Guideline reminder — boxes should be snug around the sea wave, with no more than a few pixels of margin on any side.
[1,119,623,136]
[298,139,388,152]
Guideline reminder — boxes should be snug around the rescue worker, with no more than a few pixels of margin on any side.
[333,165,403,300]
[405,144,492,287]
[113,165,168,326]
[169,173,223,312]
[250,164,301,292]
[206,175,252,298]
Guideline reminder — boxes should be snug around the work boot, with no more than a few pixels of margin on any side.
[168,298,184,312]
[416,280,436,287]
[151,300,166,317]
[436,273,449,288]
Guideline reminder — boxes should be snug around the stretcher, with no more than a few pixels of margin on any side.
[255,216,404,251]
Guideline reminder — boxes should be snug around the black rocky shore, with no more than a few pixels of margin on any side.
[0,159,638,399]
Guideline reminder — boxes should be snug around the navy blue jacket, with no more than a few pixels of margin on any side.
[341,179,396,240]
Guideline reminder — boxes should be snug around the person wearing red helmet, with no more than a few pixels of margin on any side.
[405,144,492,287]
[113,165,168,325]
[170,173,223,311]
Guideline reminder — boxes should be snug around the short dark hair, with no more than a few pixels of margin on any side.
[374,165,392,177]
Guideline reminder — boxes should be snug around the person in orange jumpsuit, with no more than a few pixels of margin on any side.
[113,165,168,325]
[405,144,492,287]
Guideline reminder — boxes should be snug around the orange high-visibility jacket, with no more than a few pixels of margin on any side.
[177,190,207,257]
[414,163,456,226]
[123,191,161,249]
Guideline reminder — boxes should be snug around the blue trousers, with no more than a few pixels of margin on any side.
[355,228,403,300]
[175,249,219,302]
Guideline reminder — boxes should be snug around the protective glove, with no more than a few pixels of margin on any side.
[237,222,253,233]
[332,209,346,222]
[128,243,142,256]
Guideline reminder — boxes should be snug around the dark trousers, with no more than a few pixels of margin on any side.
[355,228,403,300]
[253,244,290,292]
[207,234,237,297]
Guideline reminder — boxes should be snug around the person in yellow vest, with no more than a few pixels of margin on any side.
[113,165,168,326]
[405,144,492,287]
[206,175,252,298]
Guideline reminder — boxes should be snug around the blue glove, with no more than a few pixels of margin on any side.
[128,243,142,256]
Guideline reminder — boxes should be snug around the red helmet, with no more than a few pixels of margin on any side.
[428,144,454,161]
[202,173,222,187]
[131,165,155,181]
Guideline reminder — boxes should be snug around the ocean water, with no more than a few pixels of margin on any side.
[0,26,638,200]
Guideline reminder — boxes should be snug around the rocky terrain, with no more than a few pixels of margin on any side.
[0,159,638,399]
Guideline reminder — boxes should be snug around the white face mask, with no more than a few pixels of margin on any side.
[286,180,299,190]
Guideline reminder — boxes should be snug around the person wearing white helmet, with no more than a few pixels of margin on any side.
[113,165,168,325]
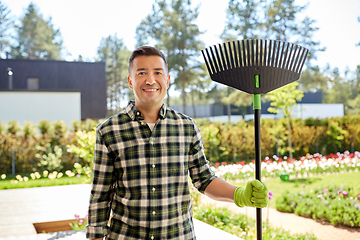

---

[Your task] Copy out the part of the data above that opens with the line containing "person in yellow" and closes with the line containing "[0,26,638,200]". Keep every line unchanged.

[Answer for the task]
Guideline reminder — boxes should be snug around the person in yellow vest, with no more than a few pixels of margin on any side.
[113,165,168,326]
[405,144,492,287]
[206,175,252,298]
Guideline reminder — boxes should be snug around the blue glove, with no more than a few pixels of margin on any side.
[128,243,142,256]
Guideline reminder — boxes should be snug around the red helmet, with no more than a few pixels of margin on any side.
[428,144,454,161]
[202,173,222,187]
[131,165,155,181]
Guideline reminder — boxes should be snug around the ocean water, with no more than a few pixels of margin on any side.
[0,26,638,200]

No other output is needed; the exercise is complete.